Find every line in the records below that contains the string "iron" and copy each one. Matching is case-sensitive.
◇ ◇ ◇ ◇ ◇ ◇ ◇
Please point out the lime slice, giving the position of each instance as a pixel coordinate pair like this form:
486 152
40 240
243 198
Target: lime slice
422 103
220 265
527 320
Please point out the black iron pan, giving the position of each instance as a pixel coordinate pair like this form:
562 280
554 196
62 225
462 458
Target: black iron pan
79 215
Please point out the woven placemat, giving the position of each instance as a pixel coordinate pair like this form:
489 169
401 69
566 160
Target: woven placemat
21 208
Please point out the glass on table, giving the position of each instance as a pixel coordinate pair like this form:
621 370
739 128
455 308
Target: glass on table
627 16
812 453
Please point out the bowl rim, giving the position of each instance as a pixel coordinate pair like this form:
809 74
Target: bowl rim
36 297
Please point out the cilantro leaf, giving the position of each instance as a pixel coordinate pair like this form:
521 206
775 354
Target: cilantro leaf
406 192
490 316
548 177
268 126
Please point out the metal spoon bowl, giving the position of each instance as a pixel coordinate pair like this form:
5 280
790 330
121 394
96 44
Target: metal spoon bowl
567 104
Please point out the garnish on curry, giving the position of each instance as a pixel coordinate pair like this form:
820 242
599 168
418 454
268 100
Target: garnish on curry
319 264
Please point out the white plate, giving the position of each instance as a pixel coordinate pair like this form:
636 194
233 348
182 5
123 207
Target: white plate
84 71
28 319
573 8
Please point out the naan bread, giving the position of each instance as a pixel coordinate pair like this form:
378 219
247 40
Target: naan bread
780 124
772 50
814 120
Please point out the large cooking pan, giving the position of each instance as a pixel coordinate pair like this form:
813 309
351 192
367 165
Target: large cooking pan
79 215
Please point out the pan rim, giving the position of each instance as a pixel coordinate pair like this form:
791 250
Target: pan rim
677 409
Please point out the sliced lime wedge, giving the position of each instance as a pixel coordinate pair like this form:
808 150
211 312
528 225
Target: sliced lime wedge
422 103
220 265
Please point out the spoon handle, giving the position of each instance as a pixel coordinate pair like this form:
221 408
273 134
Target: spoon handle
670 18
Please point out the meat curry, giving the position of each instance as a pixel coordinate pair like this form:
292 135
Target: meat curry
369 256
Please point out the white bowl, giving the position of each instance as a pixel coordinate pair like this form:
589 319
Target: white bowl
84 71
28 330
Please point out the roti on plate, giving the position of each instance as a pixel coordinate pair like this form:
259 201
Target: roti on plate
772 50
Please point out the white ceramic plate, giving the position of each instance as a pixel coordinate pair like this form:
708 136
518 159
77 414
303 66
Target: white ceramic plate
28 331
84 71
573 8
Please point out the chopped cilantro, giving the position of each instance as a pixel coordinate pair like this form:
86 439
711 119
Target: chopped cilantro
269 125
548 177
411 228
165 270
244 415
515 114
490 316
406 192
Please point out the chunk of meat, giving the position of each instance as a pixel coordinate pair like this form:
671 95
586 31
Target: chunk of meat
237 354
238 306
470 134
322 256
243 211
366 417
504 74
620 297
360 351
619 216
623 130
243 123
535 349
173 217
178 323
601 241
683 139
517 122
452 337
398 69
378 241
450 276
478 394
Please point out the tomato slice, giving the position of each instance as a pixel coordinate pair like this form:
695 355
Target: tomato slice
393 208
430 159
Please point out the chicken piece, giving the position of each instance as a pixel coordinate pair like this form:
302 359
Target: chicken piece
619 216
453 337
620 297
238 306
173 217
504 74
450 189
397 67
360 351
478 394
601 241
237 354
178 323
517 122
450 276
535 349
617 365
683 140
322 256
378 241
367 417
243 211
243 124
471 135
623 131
◇ ◇ ◇ ◇ ◇ ◇ ◇
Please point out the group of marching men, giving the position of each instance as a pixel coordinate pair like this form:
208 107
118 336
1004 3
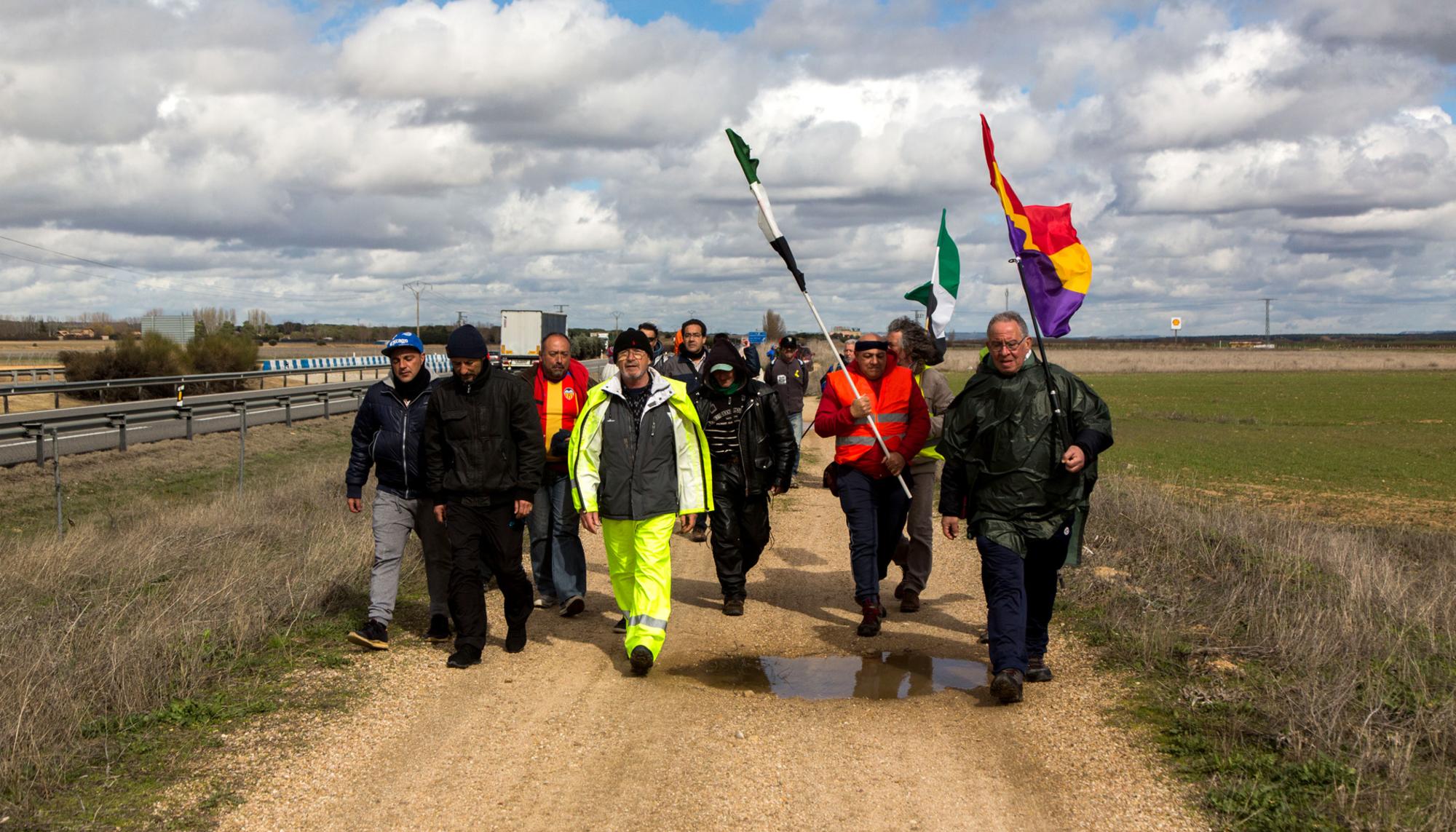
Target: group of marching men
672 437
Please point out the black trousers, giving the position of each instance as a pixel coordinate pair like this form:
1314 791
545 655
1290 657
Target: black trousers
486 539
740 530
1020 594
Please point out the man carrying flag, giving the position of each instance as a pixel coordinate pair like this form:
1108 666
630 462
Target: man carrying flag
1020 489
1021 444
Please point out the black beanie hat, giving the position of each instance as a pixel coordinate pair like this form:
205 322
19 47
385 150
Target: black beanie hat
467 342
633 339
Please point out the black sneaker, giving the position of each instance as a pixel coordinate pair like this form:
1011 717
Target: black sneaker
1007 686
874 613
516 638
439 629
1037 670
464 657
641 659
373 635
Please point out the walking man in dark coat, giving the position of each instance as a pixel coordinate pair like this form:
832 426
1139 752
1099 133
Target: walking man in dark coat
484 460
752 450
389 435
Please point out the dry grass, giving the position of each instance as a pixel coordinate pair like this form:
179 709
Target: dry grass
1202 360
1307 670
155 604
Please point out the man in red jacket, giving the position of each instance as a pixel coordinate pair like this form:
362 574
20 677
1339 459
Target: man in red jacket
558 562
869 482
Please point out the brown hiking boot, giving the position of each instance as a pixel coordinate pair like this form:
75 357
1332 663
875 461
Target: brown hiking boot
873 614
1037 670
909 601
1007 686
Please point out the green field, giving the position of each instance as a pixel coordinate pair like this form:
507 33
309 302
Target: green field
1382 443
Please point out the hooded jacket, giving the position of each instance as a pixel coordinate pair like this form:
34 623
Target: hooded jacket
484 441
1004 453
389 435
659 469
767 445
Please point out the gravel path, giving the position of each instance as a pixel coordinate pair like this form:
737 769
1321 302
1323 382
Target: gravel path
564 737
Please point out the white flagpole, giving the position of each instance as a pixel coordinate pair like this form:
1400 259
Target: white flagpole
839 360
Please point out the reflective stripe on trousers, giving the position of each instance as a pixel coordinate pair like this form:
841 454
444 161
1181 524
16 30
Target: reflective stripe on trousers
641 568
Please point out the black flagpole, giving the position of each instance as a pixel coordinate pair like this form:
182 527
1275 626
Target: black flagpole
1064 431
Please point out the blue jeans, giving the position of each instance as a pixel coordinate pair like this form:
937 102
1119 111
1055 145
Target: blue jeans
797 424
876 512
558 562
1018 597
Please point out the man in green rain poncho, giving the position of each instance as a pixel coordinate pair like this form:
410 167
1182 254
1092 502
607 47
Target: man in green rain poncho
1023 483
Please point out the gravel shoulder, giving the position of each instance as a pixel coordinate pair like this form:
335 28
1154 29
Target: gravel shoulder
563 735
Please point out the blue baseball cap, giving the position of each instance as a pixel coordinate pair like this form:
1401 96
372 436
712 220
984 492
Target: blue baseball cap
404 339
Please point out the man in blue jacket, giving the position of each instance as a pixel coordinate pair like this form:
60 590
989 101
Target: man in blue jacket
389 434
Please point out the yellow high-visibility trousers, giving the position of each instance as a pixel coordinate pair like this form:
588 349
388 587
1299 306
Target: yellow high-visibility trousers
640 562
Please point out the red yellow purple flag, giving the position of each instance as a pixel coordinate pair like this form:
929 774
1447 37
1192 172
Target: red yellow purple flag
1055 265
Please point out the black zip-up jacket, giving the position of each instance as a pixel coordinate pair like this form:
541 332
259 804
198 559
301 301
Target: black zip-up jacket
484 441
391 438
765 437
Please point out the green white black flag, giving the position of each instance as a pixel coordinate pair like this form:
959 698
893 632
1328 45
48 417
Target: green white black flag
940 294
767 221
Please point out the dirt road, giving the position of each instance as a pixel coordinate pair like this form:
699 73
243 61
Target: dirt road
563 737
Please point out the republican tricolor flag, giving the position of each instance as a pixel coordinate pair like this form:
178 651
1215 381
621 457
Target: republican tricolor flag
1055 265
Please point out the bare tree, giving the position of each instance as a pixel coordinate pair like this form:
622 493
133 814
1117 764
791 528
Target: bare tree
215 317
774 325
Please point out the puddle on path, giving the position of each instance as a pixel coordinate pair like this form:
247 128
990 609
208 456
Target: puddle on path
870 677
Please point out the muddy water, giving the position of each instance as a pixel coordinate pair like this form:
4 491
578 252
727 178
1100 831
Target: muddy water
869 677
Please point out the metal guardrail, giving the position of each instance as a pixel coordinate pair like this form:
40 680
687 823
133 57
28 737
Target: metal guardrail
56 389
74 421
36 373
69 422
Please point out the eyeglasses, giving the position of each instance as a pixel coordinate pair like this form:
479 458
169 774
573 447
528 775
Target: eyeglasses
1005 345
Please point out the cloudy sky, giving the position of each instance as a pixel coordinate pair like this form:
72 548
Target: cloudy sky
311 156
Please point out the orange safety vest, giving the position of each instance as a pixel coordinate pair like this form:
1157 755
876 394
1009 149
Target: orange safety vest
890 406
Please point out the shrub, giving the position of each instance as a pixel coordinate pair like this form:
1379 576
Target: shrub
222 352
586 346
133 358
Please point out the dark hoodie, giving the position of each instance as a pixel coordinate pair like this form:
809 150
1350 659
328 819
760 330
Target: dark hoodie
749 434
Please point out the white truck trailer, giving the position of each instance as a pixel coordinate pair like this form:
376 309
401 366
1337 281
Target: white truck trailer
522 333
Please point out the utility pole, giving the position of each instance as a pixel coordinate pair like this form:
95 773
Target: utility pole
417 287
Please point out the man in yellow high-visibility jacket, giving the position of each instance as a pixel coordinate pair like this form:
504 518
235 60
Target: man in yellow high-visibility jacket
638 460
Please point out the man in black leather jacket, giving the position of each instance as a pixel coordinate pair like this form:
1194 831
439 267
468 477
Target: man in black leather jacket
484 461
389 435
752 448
◇ ◇ ◇ ◇ ◇ ◇ ◇
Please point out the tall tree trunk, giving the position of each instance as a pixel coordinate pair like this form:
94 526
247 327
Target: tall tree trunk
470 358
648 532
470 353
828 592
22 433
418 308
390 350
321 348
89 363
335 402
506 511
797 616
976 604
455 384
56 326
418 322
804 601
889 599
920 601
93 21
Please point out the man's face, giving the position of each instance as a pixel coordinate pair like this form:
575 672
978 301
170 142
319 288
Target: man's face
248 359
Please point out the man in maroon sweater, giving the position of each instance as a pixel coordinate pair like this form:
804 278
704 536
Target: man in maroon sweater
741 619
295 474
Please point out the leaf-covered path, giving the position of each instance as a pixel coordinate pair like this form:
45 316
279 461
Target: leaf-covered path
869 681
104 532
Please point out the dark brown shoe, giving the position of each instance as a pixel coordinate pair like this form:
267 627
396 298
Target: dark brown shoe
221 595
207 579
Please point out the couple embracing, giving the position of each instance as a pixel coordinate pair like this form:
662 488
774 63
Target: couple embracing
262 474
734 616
◇ ◇ ◇ ◇ ◇ ◇ ◇
**Problem solution:**
Please point out the black iron pan, giving the position of each instance as a pixel coordinate pair like this form:
Target: black iron pan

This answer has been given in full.